(Source records)
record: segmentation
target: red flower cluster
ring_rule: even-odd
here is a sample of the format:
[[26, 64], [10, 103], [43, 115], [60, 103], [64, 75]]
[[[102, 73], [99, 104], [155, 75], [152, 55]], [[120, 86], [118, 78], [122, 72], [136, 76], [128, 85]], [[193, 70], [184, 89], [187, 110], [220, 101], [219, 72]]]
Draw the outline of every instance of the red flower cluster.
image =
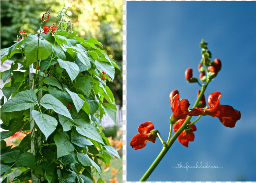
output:
[[212, 117], [219, 118], [225, 127], [234, 127], [236, 121], [241, 118], [241, 113], [230, 106], [220, 104], [221, 96], [221, 93], [218, 92], [210, 94], [208, 98], [209, 107], [206, 110]]
[[154, 126], [150, 121], [141, 124], [138, 128], [138, 131], [140, 133], [133, 137], [130, 143], [130, 145], [134, 150], [137, 150], [145, 146], [147, 141], [155, 143], [156, 135], [150, 132], [154, 129]]
[[[176, 94], [173, 97], [172, 97], [174, 94]], [[190, 105], [188, 100], [182, 99], [180, 101], [179, 100], [179, 92], [176, 90], [172, 91], [170, 93], [169, 99], [171, 102], [171, 109], [173, 113], [172, 114], [170, 119], [170, 122], [173, 124], [179, 120], [185, 118], [187, 116], [199, 116], [202, 114], [205, 110], [202, 109], [195, 107], [189, 110], [188, 107]]]
[[[184, 123], [187, 118], [182, 119], [179, 120], [178, 123], [173, 125], [173, 131], [176, 132], [180, 127], [182, 124]], [[188, 124], [191, 123], [190, 121]], [[193, 131], [196, 131], [197, 128], [194, 124], [192, 124], [189, 128], [186, 129], [180, 134], [178, 137], [178, 140], [183, 146], [188, 147], [188, 142], [189, 141], [194, 141], [195, 138], [195, 135]]]
[[47, 32], [50, 30], [51, 30], [50, 31], [50, 32], [52, 32], [53, 34], [54, 34], [54, 33], [53, 32], [53, 31], [56, 31], [57, 29], [57, 26], [55, 26], [54, 23], [52, 25], [52, 25], [49, 25], [49, 27], [48, 27], [48, 26], [47, 25], [44, 25], [44, 33], [45, 34], [48, 34]]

_Requirements:_
Copy every item above line for line, but leave the pictures out.

_Solution to this problem:_
record: segmentation
target: red flower cluster
ring_rule: even-odd
here is a sample of the format:
[[26, 64], [10, 103], [43, 115], [60, 103], [64, 75]]
[[[102, 73], [99, 104], [155, 75], [152, 55]], [[120, 86], [118, 78], [122, 72], [136, 76], [128, 85]], [[193, 70], [184, 89], [187, 110], [220, 101], [219, 72]]]
Draw the outline of every instance of the red flower cluster.
image =
output:
[[212, 117], [219, 118], [225, 127], [234, 127], [236, 121], [241, 118], [241, 113], [230, 106], [220, 104], [221, 96], [221, 93], [218, 92], [210, 94], [208, 98], [209, 107], [206, 110]]
[[154, 126], [150, 121], [141, 124], [138, 128], [138, 131], [140, 133], [133, 137], [130, 143], [130, 145], [134, 150], [137, 150], [145, 146], [147, 141], [155, 143], [156, 135], [150, 132], [154, 129]]
[[[176, 94], [173, 97], [172, 97], [174, 94]], [[190, 105], [188, 100], [182, 99], [180, 101], [179, 100], [179, 92], [176, 90], [172, 91], [170, 93], [169, 99], [171, 102], [171, 109], [173, 113], [172, 114], [170, 119], [170, 122], [173, 124], [179, 120], [185, 118], [187, 116], [199, 116], [202, 114], [205, 110], [202, 109], [195, 107], [189, 110], [188, 107]]]
[[[184, 123], [187, 118], [182, 119], [179, 120], [178, 123], [173, 125], [173, 131], [176, 132], [180, 127], [182, 124]], [[188, 124], [191, 123], [190, 121]], [[193, 131], [196, 131], [197, 128], [194, 124], [192, 124], [189, 128], [186, 129], [180, 134], [178, 137], [178, 140], [183, 146], [188, 147], [188, 142], [189, 141], [194, 141], [195, 138], [195, 135]]]
[[47, 32], [50, 30], [51, 30], [50, 31], [50, 32], [52, 32], [53, 34], [54, 34], [54, 33], [53, 32], [53, 31], [56, 31], [57, 29], [57, 26], [55, 26], [54, 23], [52, 25], [52, 25], [49, 25], [49, 27], [48, 27], [48, 26], [47, 25], [44, 25], [44, 33], [45, 34], [48, 34]]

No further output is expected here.